(DATASET RECORDS):

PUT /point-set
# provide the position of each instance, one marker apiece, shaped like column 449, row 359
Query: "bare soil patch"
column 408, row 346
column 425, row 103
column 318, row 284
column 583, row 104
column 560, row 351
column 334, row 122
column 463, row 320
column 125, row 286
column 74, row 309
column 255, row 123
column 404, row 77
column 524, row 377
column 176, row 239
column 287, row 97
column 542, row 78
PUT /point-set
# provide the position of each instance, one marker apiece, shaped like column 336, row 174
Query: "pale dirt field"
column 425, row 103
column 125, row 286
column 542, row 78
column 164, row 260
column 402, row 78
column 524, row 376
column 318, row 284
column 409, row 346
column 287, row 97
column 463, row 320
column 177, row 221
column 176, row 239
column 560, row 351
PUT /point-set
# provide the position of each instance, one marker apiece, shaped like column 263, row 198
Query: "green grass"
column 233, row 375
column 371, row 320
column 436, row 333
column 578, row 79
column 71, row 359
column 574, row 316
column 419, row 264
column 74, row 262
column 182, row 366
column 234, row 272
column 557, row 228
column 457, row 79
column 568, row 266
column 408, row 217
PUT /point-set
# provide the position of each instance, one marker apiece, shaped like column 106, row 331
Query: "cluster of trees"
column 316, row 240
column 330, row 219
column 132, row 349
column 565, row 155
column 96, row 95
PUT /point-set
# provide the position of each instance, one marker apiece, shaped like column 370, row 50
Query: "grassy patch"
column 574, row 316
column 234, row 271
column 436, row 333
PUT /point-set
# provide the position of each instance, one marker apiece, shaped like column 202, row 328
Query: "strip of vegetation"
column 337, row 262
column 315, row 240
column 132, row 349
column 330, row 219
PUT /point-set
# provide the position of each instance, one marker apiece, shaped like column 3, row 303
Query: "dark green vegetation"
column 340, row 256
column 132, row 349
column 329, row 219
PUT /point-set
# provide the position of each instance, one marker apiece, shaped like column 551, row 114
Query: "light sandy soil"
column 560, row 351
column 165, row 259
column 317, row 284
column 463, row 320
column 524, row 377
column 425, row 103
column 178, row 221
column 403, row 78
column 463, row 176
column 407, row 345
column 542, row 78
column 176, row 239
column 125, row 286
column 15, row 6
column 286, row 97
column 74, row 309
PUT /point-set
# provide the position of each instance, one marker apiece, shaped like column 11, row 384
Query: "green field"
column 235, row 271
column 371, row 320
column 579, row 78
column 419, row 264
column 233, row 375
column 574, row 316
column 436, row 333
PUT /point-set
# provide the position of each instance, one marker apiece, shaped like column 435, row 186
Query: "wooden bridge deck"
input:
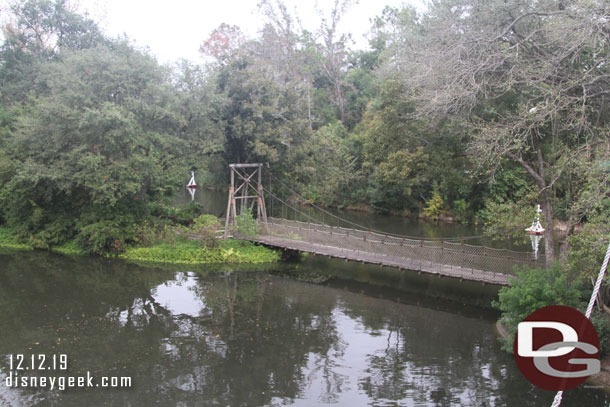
column 385, row 260
column 459, row 260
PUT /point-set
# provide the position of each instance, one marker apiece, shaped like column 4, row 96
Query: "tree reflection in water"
column 245, row 338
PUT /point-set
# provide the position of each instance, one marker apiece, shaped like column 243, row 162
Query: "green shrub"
column 10, row 240
column 533, row 289
column 246, row 226
column 434, row 206
column 105, row 236
column 602, row 326
column 206, row 226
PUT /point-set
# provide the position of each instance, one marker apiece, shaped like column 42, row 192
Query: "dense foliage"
column 95, row 134
column 533, row 289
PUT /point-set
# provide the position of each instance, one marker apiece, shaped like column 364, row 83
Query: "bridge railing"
column 393, row 247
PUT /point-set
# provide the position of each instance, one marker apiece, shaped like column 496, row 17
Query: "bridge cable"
column 356, row 225
column 596, row 288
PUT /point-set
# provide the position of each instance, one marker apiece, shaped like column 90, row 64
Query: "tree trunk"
column 547, row 209
column 549, row 239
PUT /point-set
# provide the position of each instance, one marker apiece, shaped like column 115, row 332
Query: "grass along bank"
column 184, row 251
column 176, row 250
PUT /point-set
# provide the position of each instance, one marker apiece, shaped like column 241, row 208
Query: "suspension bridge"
column 315, row 230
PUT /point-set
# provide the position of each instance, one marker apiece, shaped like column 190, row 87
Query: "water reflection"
column 249, row 338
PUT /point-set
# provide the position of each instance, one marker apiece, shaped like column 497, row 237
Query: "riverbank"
column 180, row 251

(WHAT YOU NEED TO DO):
Locate every line in the entries above that contains the word "bridge", and copy each such line in full.

(SOLUTION BELOW):
Query: "wooden bridge deck"
Query: "bridge railing"
Query: "bridge cable"
Query: "suspension bridge"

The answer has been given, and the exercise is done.